■ **Passage**
--- Start ---

# My new Schwinn High Sierra



## mouser (Aug 29, 2012)

Hello all,
 I'm a bit of a newbie when it comes to vintage bikes but enjoy my new interest and thought I would share. I have been lucky this week and now own this 80's Schwinn mountain bike and a 1938 CCM Flyte. 
http://s785.photobucket.com/albums/yy135/buccaneerlogbook/Vintage CCM Flyte/

 I recently acquired this bike and the little booklet that came with it from a friend who bought it new in California. It has hardly ever been ridden and still has the original tires, brakes, etc. Haven't done much research as yet on this model but think it is about 1983. 
http://s785.photobucket.com/albums/yy135/buccaneerlogbook/1983 Schwinn High Sierra/


----------



## cyclebuster (Aug 31, 2012)

--- End ---

■ **Dataset records**
--- Start ---

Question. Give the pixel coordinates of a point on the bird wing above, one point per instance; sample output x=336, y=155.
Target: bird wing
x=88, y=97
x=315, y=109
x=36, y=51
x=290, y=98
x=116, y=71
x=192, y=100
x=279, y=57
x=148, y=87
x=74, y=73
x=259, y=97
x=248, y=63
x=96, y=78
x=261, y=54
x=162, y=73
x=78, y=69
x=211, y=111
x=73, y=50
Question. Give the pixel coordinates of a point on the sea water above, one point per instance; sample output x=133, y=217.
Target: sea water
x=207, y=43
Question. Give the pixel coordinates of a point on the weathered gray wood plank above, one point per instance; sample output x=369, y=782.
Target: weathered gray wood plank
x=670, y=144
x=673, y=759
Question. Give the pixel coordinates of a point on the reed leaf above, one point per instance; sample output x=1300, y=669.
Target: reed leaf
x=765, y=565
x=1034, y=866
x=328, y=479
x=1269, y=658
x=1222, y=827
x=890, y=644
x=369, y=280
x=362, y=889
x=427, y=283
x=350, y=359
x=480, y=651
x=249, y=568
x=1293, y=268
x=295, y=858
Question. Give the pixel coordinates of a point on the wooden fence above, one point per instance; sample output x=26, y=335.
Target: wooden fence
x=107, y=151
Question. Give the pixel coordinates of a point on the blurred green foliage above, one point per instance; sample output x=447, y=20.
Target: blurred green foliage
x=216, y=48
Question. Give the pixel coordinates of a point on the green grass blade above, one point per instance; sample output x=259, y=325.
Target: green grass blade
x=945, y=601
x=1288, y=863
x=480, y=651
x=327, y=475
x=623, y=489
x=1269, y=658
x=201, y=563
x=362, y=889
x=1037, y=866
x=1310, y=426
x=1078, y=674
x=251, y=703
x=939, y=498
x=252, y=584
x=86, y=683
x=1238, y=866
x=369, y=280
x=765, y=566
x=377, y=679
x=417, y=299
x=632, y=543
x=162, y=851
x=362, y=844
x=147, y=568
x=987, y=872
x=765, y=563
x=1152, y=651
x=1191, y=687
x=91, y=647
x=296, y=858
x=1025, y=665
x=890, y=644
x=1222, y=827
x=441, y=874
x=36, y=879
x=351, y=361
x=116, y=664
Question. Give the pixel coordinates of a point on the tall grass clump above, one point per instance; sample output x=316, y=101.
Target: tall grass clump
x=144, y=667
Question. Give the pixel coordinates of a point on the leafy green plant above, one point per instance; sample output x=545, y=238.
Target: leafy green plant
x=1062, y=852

--- End ---

■ **Required tasks**
A - In the Schwinn High Sierra thread, what year does the first poster think the bike is from?
B - Resume the Schwinn High Sierra forum thread from the point where it ends.
The data has no connection to the Schwinn High Sierra thread.

■ **Results in order**
A - About 1983.

B -
hate to burst your bubble, but thats not a high sierra. I owned one a few years ago, and extensively researched the model line. Sorry.


----------



## mouser (Aug 31, 2012)

cyclebuster said:


> hate to burst your bubble, but thats not a high sierra. I owned one a few years ago, and extensively researched the model line. Sorry.




Can anyone help me identify this bike in that case?
serial # DU500506
badge # 1433
Thanks for your help.


----------



## how (Sep 9, 2012)

Looks like a 82 Sidewinder..I dont think your bubble is burst
If it is a Sidewinder it was made in Chicago and has a much better collector value than the Taiwan made HIgh Sierra,,can you see anywhere on the bike where it states where was made?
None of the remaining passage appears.